--- START Data excerpts ---

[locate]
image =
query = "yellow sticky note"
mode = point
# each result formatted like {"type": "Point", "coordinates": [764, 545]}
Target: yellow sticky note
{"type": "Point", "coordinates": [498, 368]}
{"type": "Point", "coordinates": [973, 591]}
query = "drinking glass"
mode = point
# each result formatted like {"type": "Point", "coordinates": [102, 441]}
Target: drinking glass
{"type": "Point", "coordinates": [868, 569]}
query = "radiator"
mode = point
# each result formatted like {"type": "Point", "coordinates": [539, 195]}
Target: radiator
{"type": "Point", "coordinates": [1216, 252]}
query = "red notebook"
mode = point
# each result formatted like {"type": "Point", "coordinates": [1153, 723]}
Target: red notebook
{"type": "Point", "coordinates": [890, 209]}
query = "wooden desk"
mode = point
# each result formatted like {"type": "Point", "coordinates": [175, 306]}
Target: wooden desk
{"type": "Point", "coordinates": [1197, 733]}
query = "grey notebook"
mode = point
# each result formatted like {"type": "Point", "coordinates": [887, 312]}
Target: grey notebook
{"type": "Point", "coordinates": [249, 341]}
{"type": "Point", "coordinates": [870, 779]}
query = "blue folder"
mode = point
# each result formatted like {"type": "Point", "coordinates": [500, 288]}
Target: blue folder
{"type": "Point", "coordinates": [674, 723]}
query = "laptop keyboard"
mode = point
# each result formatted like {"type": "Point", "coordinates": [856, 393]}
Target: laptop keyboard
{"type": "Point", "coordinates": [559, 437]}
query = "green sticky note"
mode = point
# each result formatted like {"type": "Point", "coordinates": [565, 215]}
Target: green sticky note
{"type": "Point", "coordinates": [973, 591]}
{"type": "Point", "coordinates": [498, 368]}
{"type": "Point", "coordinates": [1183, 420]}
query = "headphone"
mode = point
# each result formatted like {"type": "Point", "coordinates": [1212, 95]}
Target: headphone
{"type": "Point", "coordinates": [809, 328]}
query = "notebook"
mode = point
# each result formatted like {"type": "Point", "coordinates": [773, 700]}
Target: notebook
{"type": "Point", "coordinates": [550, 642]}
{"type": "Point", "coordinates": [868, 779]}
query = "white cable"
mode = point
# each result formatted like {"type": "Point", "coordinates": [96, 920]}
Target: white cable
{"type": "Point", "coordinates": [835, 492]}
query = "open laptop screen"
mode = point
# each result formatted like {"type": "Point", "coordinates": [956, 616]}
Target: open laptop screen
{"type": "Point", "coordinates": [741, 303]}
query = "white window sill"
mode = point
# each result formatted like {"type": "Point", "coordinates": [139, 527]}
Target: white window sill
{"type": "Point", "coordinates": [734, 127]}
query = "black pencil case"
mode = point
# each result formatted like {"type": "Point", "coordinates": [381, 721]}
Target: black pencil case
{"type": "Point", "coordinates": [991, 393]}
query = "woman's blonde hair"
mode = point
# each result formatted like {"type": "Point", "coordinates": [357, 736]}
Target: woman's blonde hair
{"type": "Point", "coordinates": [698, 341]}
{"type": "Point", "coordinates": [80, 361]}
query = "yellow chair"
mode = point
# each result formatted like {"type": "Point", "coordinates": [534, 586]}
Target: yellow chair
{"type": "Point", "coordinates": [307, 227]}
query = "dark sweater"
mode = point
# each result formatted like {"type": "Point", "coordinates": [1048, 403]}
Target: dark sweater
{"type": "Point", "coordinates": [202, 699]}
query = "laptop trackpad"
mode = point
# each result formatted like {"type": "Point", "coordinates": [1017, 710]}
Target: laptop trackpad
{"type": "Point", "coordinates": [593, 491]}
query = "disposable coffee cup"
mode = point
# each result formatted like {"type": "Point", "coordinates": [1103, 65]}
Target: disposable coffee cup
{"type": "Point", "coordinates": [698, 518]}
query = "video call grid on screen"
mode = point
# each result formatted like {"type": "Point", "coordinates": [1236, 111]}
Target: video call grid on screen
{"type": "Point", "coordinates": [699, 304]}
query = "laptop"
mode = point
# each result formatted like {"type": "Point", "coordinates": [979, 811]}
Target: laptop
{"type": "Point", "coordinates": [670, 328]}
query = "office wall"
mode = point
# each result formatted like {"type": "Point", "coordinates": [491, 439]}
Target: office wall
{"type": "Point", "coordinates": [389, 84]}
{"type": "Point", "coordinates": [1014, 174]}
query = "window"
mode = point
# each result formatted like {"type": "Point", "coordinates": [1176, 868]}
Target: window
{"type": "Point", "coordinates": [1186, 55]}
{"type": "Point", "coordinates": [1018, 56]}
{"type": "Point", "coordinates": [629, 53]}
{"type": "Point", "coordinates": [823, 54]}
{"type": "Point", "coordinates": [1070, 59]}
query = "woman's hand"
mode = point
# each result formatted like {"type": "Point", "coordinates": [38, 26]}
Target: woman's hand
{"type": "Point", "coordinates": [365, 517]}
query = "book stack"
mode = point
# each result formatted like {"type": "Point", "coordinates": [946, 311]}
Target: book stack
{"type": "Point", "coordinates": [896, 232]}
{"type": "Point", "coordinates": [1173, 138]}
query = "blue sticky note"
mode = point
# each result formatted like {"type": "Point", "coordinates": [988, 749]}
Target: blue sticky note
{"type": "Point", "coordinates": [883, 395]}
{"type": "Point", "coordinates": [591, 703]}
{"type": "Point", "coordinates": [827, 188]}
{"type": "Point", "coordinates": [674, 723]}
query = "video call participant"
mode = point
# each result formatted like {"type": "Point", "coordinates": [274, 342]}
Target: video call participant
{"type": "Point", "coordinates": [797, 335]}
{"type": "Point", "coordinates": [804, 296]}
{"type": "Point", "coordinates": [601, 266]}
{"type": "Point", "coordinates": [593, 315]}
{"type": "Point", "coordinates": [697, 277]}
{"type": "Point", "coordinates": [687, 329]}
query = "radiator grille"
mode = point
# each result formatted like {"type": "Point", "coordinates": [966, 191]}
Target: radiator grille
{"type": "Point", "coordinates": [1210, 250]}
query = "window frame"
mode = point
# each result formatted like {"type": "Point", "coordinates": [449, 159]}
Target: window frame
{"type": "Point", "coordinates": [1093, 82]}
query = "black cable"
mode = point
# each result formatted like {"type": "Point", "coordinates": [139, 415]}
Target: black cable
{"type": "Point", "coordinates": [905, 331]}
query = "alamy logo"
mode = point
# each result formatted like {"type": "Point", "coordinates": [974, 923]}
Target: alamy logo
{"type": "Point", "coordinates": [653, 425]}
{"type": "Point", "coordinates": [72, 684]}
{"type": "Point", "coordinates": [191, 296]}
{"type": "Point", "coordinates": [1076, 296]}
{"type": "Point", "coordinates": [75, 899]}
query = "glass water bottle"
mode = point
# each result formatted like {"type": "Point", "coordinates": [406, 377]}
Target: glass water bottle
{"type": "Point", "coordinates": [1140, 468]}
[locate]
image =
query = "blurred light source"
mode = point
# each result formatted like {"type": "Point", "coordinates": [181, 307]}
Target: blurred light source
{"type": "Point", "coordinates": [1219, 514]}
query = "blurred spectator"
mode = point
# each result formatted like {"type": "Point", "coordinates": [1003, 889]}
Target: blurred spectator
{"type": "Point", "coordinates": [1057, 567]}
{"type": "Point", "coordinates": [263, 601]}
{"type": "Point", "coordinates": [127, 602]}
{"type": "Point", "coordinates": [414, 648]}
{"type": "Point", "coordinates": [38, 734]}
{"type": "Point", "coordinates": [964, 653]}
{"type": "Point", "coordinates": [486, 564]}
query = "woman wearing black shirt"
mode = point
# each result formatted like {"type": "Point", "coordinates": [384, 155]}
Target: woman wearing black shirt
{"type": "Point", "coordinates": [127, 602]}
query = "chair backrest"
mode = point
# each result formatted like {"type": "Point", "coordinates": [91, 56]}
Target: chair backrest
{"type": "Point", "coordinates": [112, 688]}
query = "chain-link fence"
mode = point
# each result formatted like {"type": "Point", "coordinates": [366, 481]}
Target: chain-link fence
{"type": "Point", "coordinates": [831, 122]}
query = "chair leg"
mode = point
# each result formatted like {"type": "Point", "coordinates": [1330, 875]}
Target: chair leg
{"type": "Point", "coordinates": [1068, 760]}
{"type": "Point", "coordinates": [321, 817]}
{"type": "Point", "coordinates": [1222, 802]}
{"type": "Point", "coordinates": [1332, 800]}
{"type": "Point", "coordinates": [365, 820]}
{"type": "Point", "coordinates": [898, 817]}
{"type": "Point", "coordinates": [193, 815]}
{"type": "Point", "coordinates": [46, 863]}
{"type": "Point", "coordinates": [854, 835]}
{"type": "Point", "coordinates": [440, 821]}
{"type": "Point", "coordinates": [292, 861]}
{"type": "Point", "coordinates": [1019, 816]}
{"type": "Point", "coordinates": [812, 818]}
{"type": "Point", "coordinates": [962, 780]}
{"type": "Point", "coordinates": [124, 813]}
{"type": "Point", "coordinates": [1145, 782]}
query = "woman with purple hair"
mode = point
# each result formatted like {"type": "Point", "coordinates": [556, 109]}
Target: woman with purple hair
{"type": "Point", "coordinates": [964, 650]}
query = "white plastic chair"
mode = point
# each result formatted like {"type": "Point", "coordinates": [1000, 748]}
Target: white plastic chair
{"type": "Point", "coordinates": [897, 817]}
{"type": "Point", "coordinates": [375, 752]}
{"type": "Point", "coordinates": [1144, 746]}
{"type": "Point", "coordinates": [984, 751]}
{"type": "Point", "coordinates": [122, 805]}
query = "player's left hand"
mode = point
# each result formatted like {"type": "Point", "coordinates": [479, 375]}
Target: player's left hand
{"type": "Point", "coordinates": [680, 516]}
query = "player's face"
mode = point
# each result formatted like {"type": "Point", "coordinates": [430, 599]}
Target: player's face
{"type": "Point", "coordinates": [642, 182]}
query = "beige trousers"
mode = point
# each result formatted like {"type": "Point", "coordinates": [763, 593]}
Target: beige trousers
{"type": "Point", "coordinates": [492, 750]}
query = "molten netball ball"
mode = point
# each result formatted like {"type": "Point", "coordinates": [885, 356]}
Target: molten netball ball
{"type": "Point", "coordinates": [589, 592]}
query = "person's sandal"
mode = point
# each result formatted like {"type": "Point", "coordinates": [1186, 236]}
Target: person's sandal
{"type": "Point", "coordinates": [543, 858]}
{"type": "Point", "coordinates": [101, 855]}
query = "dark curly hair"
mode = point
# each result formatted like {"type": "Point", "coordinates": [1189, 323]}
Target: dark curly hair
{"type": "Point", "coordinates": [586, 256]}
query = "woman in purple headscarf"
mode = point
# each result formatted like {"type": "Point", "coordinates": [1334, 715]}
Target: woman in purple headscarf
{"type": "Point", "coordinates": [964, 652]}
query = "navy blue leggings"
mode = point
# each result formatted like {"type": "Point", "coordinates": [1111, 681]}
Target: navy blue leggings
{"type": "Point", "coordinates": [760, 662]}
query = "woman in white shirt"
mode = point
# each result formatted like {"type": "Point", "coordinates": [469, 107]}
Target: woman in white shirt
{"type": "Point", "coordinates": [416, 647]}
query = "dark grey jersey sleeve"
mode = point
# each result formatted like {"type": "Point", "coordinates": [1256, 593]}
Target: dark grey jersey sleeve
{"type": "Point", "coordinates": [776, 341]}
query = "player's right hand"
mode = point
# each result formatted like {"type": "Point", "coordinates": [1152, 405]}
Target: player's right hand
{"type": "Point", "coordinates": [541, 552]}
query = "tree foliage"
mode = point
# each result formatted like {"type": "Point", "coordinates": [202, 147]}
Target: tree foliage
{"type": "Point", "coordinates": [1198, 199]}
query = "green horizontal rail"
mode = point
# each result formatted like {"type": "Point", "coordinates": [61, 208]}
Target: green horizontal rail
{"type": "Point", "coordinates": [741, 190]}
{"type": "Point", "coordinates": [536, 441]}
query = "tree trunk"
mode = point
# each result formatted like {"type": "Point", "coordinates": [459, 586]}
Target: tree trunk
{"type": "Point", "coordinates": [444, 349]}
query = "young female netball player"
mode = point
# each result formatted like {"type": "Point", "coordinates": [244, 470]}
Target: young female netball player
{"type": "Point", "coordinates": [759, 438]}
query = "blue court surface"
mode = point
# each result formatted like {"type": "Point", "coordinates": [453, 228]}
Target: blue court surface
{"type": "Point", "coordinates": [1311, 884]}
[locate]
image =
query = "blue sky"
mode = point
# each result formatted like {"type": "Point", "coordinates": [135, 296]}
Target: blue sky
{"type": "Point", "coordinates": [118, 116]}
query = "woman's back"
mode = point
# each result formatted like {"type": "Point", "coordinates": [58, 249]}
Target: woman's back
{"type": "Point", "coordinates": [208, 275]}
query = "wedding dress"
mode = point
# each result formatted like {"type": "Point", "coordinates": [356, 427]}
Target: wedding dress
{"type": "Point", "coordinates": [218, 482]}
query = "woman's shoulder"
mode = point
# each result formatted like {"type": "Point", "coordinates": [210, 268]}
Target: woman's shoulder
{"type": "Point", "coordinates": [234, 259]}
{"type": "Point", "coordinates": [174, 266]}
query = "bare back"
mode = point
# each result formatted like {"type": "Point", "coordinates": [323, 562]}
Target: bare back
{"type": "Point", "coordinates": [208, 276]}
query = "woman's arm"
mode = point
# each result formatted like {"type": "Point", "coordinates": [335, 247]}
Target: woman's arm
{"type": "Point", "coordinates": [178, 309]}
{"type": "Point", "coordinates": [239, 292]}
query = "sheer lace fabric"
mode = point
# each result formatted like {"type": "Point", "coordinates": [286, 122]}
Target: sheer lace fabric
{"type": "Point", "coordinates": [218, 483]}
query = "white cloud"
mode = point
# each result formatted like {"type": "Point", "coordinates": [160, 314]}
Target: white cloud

--- END Data excerpts ---

=== The request ===
Give the number of lines in the rows above that contain the string "dark", counting only exact-case matches. Reply with the number alone.

=== Written response ===
6